** START OF Article **

In support, the district court relied upon a Treasury Department

Circular and a Treasury regulation regarding tax shelters that

                                 8
forbid tax practitioners from taking into account “the

possibility that a tax return will remain unaudited” in providing

tax advice to clients.   Sp. App’x at 31.     The court read this

regulation to require EY to provide Schaeffler with exactly the

information contained in the EY Tax Memo, in exactly the same

form, regardless of the likelihood of an IRS audit.        The court

also relied on its view that the language of the EY Tax Memo did

not “indicate that the authors are describing any particular

anticipated litigation,” notwithstanding the document’s detailed

discussion of legal strategies.       Sp. App’x at 33.   Accordingly,

the court ruled that the EY Tax Memo and related documents were

not protected from disclosure under the work-product doctrine.

** END OF Article **
** START OF Data section **

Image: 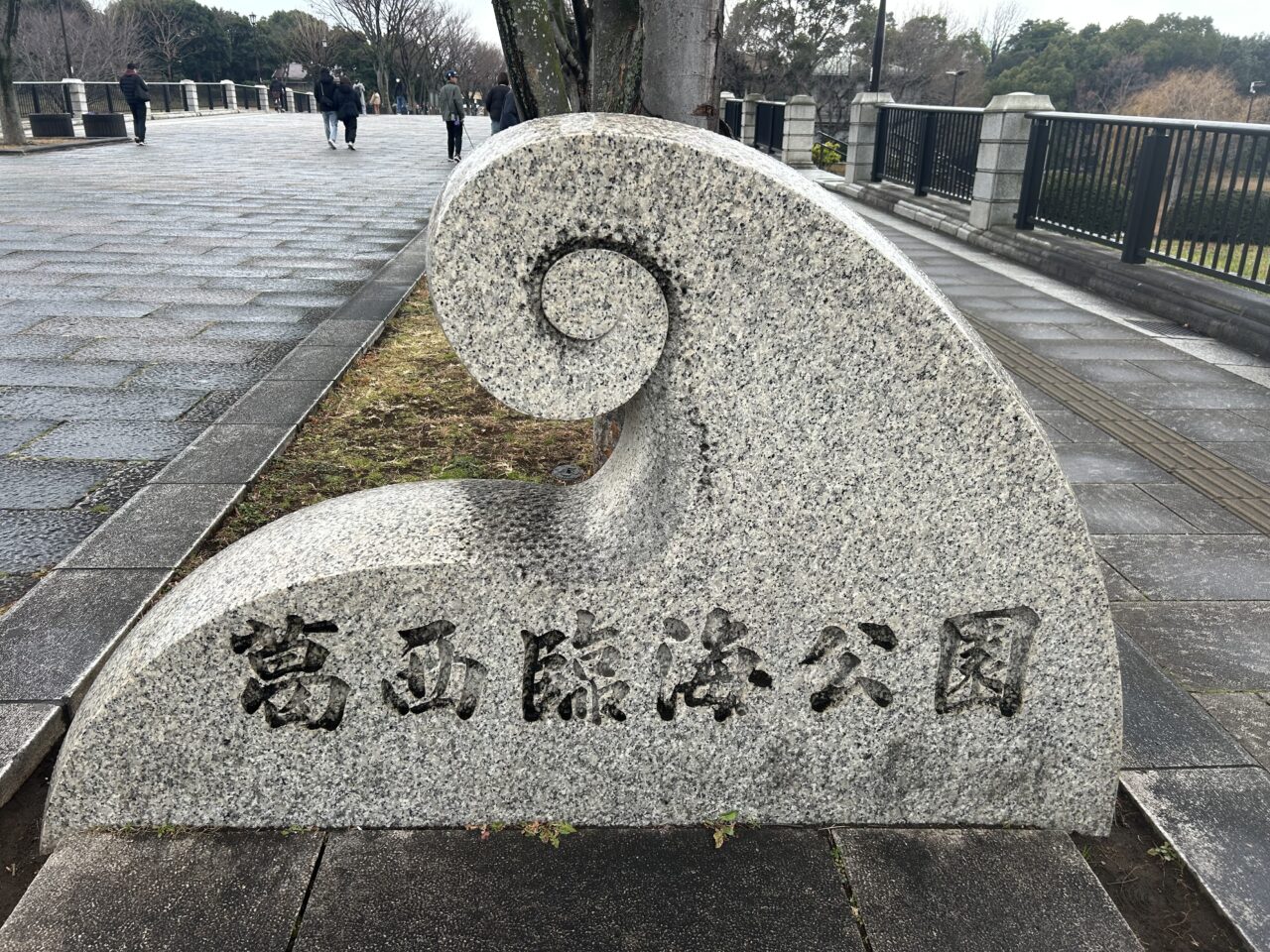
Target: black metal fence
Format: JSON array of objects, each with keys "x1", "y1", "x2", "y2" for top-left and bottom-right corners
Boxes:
[
  {"x1": 722, "y1": 99, "x2": 744, "y2": 139},
  {"x1": 753, "y1": 101, "x2": 785, "y2": 155},
  {"x1": 872, "y1": 105, "x2": 983, "y2": 202},
  {"x1": 83, "y1": 82, "x2": 121, "y2": 113},
  {"x1": 13, "y1": 82, "x2": 73, "y2": 118},
  {"x1": 1017, "y1": 113, "x2": 1270, "y2": 291}
]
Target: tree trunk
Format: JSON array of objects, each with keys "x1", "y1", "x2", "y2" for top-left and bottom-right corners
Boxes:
[
  {"x1": 494, "y1": 0, "x2": 577, "y2": 122},
  {"x1": 640, "y1": 0, "x2": 722, "y2": 128},
  {"x1": 590, "y1": 0, "x2": 644, "y2": 113},
  {"x1": 0, "y1": 0, "x2": 27, "y2": 146}
]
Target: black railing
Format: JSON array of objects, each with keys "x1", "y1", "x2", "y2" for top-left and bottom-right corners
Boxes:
[
  {"x1": 13, "y1": 82, "x2": 73, "y2": 118},
  {"x1": 83, "y1": 82, "x2": 121, "y2": 113},
  {"x1": 872, "y1": 105, "x2": 983, "y2": 202},
  {"x1": 1016, "y1": 113, "x2": 1270, "y2": 291},
  {"x1": 722, "y1": 99, "x2": 744, "y2": 139},
  {"x1": 753, "y1": 101, "x2": 785, "y2": 155}
]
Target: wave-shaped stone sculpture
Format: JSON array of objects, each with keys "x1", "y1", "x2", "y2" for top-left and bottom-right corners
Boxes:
[{"x1": 47, "y1": 115, "x2": 1120, "y2": 840}]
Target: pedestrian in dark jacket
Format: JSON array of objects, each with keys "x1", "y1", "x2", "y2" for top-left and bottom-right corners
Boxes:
[
  {"x1": 119, "y1": 62, "x2": 150, "y2": 146},
  {"x1": 498, "y1": 91, "x2": 521, "y2": 132},
  {"x1": 314, "y1": 66, "x2": 339, "y2": 149},
  {"x1": 335, "y1": 76, "x2": 362, "y2": 153},
  {"x1": 485, "y1": 72, "x2": 512, "y2": 135}
]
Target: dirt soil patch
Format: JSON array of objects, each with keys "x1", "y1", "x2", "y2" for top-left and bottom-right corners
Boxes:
[
  {"x1": 179, "y1": 287, "x2": 591, "y2": 576},
  {"x1": 1072, "y1": 790, "x2": 1244, "y2": 952}
]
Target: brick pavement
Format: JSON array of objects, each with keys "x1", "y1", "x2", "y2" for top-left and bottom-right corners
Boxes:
[{"x1": 0, "y1": 114, "x2": 488, "y2": 606}]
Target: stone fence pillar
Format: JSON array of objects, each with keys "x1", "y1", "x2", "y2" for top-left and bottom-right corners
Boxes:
[
  {"x1": 740, "y1": 92, "x2": 762, "y2": 146},
  {"x1": 843, "y1": 92, "x2": 895, "y2": 181},
  {"x1": 781, "y1": 95, "x2": 816, "y2": 169},
  {"x1": 63, "y1": 80, "x2": 87, "y2": 115},
  {"x1": 970, "y1": 92, "x2": 1054, "y2": 228}
]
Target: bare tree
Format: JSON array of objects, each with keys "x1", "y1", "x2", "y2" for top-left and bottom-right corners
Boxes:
[
  {"x1": 979, "y1": 0, "x2": 1024, "y2": 64},
  {"x1": 14, "y1": 4, "x2": 144, "y2": 82},
  {"x1": 494, "y1": 0, "x2": 722, "y2": 126},
  {"x1": 315, "y1": 0, "x2": 422, "y2": 111},
  {"x1": 0, "y1": 0, "x2": 27, "y2": 146}
]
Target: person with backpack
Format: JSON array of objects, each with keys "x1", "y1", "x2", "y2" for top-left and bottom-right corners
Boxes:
[
  {"x1": 485, "y1": 72, "x2": 512, "y2": 135},
  {"x1": 331, "y1": 76, "x2": 362, "y2": 153},
  {"x1": 119, "y1": 62, "x2": 150, "y2": 146},
  {"x1": 437, "y1": 69, "x2": 463, "y2": 164},
  {"x1": 314, "y1": 66, "x2": 339, "y2": 149}
]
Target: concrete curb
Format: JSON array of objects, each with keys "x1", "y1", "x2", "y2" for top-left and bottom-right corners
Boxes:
[
  {"x1": 0, "y1": 225, "x2": 427, "y2": 803},
  {"x1": 821, "y1": 178, "x2": 1270, "y2": 357}
]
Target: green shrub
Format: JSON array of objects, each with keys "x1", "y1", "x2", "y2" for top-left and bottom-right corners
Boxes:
[{"x1": 1036, "y1": 172, "x2": 1129, "y2": 237}]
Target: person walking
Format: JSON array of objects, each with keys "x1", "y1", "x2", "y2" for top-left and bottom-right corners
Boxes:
[
  {"x1": 119, "y1": 62, "x2": 150, "y2": 146},
  {"x1": 314, "y1": 66, "x2": 339, "y2": 149},
  {"x1": 485, "y1": 72, "x2": 512, "y2": 135},
  {"x1": 437, "y1": 69, "x2": 463, "y2": 164},
  {"x1": 334, "y1": 76, "x2": 362, "y2": 153}
]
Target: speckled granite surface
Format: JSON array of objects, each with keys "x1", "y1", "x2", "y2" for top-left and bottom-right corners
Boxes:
[{"x1": 46, "y1": 115, "x2": 1120, "y2": 843}]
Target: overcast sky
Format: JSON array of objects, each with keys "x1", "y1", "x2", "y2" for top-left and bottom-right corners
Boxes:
[{"x1": 207, "y1": 0, "x2": 1270, "y2": 44}]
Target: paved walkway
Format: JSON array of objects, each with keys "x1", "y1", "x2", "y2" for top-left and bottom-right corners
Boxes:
[
  {"x1": 0, "y1": 114, "x2": 488, "y2": 606},
  {"x1": 823, "y1": 190, "x2": 1270, "y2": 949}
]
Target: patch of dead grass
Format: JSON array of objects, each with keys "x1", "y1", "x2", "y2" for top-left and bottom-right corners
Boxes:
[{"x1": 179, "y1": 286, "x2": 591, "y2": 577}]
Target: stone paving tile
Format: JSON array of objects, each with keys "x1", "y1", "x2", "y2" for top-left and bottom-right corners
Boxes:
[
  {"x1": 0, "y1": 359, "x2": 140, "y2": 387},
  {"x1": 1138, "y1": 482, "x2": 1257, "y2": 536},
  {"x1": 1147, "y1": 410, "x2": 1270, "y2": 441},
  {"x1": 294, "y1": 828, "x2": 876, "y2": 952},
  {"x1": 24, "y1": 420, "x2": 203, "y2": 459},
  {"x1": 832, "y1": 829, "x2": 1142, "y2": 952},
  {"x1": 1116, "y1": 635, "x2": 1249, "y2": 770},
  {"x1": 24, "y1": 317, "x2": 209, "y2": 340},
  {"x1": 0, "y1": 387, "x2": 202, "y2": 420},
  {"x1": 1120, "y1": 767, "x2": 1270, "y2": 951},
  {"x1": 1195, "y1": 690, "x2": 1270, "y2": 770},
  {"x1": 0, "y1": 418, "x2": 58, "y2": 453},
  {"x1": 1072, "y1": 482, "x2": 1198, "y2": 536},
  {"x1": 1054, "y1": 361, "x2": 1160, "y2": 384},
  {"x1": 0, "y1": 459, "x2": 114, "y2": 509},
  {"x1": 0, "y1": 831, "x2": 322, "y2": 952},
  {"x1": 1111, "y1": 602, "x2": 1270, "y2": 690},
  {"x1": 0, "y1": 509, "x2": 103, "y2": 572},
  {"x1": 1091, "y1": 540, "x2": 1270, "y2": 602},
  {"x1": 1051, "y1": 441, "x2": 1169, "y2": 482}
]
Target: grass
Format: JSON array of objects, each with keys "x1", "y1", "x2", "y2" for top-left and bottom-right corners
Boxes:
[{"x1": 179, "y1": 286, "x2": 591, "y2": 576}]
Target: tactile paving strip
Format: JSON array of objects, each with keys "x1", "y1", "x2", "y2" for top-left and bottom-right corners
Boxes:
[{"x1": 967, "y1": 317, "x2": 1270, "y2": 535}]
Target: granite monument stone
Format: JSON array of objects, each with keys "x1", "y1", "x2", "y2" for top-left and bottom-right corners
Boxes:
[{"x1": 46, "y1": 114, "x2": 1120, "y2": 843}]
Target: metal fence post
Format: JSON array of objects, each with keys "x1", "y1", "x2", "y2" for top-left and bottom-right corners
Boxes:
[
  {"x1": 913, "y1": 113, "x2": 940, "y2": 195},
  {"x1": 1015, "y1": 119, "x2": 1049, "y2": 231},
  {"x1": 1120, "y1": 132, "x2": 1172, "y2": 264},
  {"x1": 869, "y1": 109, "x2": 886, "y2": 181}
]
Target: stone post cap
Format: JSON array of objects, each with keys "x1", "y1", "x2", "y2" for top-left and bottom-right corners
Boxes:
[
  {"x1": 984, "y1": 92, "x2": 1054, "y2": 113},
  {"x1": 44, "y1": 113, "x2": 1120, "y2": 848}
]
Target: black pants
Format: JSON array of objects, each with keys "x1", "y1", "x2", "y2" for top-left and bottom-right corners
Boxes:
[{"x1": 128, "y1": 103, "x2": 146, "y2": 142}]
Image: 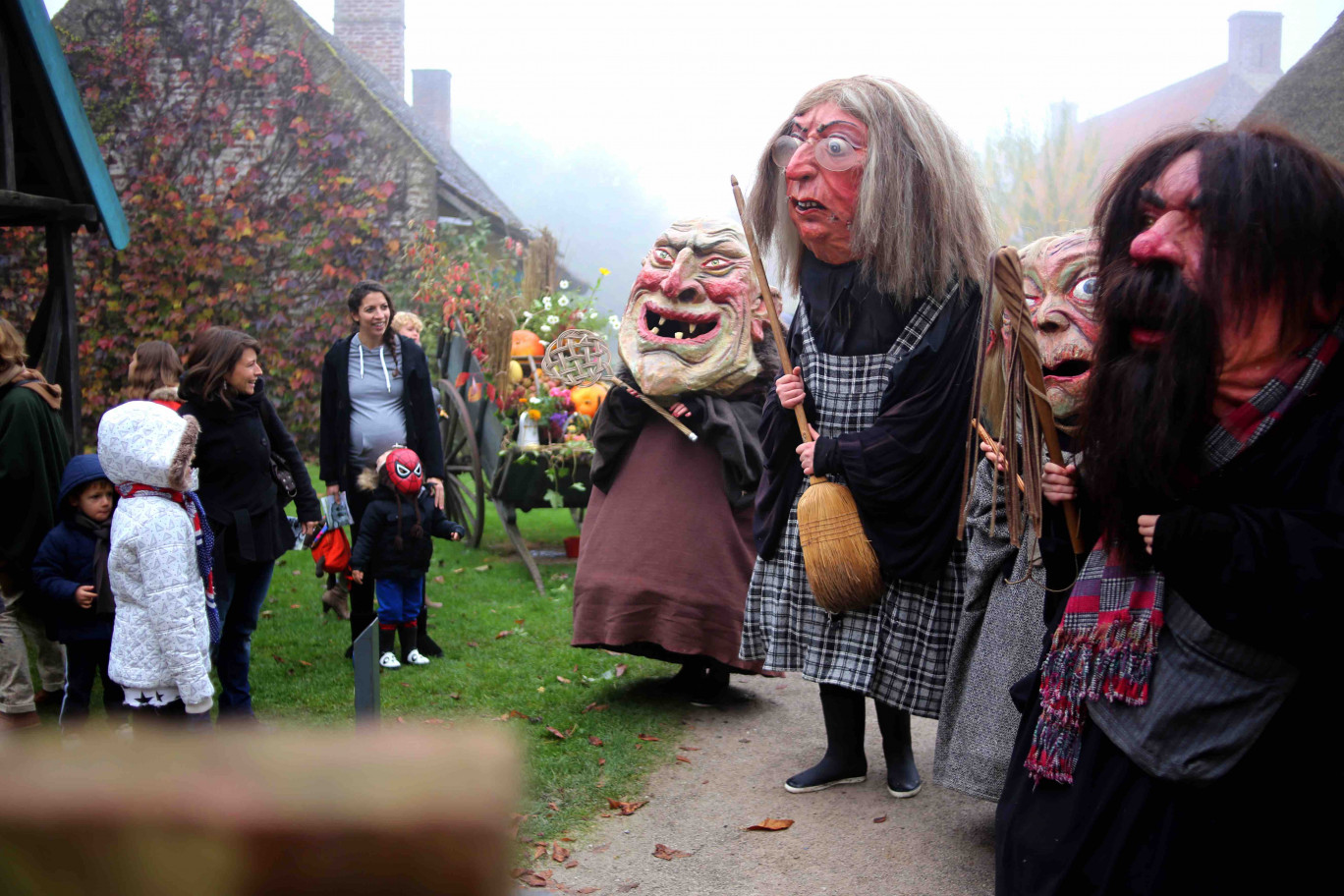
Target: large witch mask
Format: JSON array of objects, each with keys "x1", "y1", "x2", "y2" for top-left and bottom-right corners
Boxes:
[{"x1": 620, "y1": 218, "x2": 766, "y2": 398}]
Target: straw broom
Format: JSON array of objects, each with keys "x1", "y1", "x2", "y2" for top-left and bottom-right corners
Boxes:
[{"x1": 733, "y1": 177, "x2": 886, "y2": 612}]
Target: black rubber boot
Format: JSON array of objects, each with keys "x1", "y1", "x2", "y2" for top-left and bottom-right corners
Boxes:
[
  {"x1": 873, "y1": 701, "x2": 924, "y2": 800},
  {"x1": 416, "y1": 607, "x2": 443, "y2": 657},
  {"x1": 784, "y1": 685, "x2": 868, "y2": 794}
]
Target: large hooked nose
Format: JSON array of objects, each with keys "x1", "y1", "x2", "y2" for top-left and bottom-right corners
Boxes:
[{"x1": 658, "y1": 248, "x2": 705, "y2": 304}]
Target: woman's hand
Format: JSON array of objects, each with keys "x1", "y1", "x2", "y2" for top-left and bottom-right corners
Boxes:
[
  {"x1": 424, "y1": 479, "x2": 443, "y2": 511},
  {"x1": 774, "y1": 366, "x2": 811, "y2": 411},
  {"x1": 1040, "y1": 464, "x2": 1078, "y2": 504},
  {"x1": 1139, "y1": 513, "x2": 1161, "y2": 556},
  {"x1": 793, "y1": 426, "x2": 817, "y2": 476}
]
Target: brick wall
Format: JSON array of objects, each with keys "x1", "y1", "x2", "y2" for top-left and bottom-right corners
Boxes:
[{"x1": 332, "y1": 0, "x2": 406, "y2": 95}]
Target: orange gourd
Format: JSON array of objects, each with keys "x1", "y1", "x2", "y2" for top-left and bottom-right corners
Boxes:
[
  {"x1": 509, "y1": 329, "x2": 545, "y2": 358},
  {"x1": 570, "y1": 383, "x2": 606, "y2": 417}
]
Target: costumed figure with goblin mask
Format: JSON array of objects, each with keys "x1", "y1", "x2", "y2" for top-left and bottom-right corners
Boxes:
[
  {"x1": 742, "y1": 76, "x2": 992, "y2": 797},
  {"x1": 573, "y1": 219, "x2": 779, "y2": 702},
  {"x1": 932, "y1": 230, "x2": 1096, "y2": 801},
  {"x1": 994, "y1": 124, "x2": 1344, "y2": 896}
]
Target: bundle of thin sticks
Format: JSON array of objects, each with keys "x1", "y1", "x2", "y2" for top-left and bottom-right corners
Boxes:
[{"x1": 957, "y1": 246, "x2": 1082, "y2": 552}]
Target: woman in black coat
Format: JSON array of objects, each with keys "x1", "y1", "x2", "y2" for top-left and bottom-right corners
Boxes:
[
  {"x1": 320, "y1": 279, "x2": 443, "y2": 657},
  {"x1": 178, "y1": 326, "x2": 321, "y2": 721}
]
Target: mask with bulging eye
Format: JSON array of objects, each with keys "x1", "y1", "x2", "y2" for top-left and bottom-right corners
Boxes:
[{"x1": 618, "y1": 218, "x2": 766, "y2": 399}]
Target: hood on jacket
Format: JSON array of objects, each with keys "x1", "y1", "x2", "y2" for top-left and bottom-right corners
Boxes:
[
  {"x1": 56, "y1": 454, "x2": 107, "y2": 513},
  {"x1": 98, "y1": 402, "x2": 200, "y2": 491}
]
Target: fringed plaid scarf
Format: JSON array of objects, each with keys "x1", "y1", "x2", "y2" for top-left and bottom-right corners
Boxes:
[
  {"x1": 117, "y1": 482, "x2": 219, "y2": 644},
  {"x1": 1026, "y1": 318, "x2": 1344, "y2": 785}
]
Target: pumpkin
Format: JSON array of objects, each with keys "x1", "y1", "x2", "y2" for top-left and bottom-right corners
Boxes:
[
  {"x1": 570, "y1": 383, "x2": 606, "y2": 417},
  {"x1": 509, "y1": 329, "x2": 545, "y2": 358}
]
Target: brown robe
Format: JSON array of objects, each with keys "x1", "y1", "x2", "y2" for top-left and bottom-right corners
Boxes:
[{"x1": 571, "y1": 420, "x2": 760, "y2": 672}]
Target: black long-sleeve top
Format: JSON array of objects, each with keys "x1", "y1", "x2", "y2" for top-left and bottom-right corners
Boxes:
[{"x1": 756, "y1": 259, "x2": 980, "y2": 582}]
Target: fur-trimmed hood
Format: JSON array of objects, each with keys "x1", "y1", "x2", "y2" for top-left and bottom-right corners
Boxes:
[{"x1": 98, "y1": 402, "x2": 200, "y2": 491}]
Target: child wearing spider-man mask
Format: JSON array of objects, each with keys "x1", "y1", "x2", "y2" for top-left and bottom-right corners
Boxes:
[{"x1": 351, "y1": 447, "x2": 467, "y2": 669}]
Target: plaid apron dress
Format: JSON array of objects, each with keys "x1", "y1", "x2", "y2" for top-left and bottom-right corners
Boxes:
[{"x1": 741, "y1": 290, "x2": 967, "y2": 719}]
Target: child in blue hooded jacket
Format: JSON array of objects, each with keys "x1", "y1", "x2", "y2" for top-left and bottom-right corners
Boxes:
[{"x1": 32, "y1": 454, "x2": 127, "y2": 732}]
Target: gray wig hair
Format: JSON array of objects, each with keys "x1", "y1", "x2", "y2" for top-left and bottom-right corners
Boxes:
[{"x1": 748, "y1": 76, "x2": 996, "y2": 303}]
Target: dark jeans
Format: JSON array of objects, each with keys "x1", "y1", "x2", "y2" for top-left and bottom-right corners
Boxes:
[
  {"x1": 61, "y1": 641, "x2": 127, "y2": 728},
  {"x1": 212, "y1": 557, "x2": 275, "y2": 719}
]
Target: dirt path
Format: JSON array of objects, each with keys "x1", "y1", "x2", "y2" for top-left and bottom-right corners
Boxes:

** END OF Data section **

#### Exercise set
A. Summarize the excerpt on the EY Tax Memo in two sentences.
B. Answer these questions from the excerpt on the EY Tax Memo, each on its own line:
(i) What do the Treasury Department Circular and Treasury regulation forbid tax practitioners from taking into account when advising clients?
(ii) According to the court, what did the language of the EY Tax Memo not indicate?
(iii) Under what doctrine did the court rule the memo and related documents were not protected from disclosure?

#### Task responses
A. The district court relied on a Treasury Department Circular and a Treasury regulation on tax shelters, reading the regulation to require EY to give Schaeffler exactly the information in the EY Tax Memo, in the same form, regardless of the likelihood of an IRS audit. Finding also that the memo's language did not indicate any particular anticipated litigation, the court ruled that the EY Tax Memo and related documents were not protected from disclosure under the work-product doctrine.

B.
(i) The possibility that a tax return will remain unaudited.
(ii) That the authors are describing any particular anticipated litigation.
(iii) The work-product doctrine.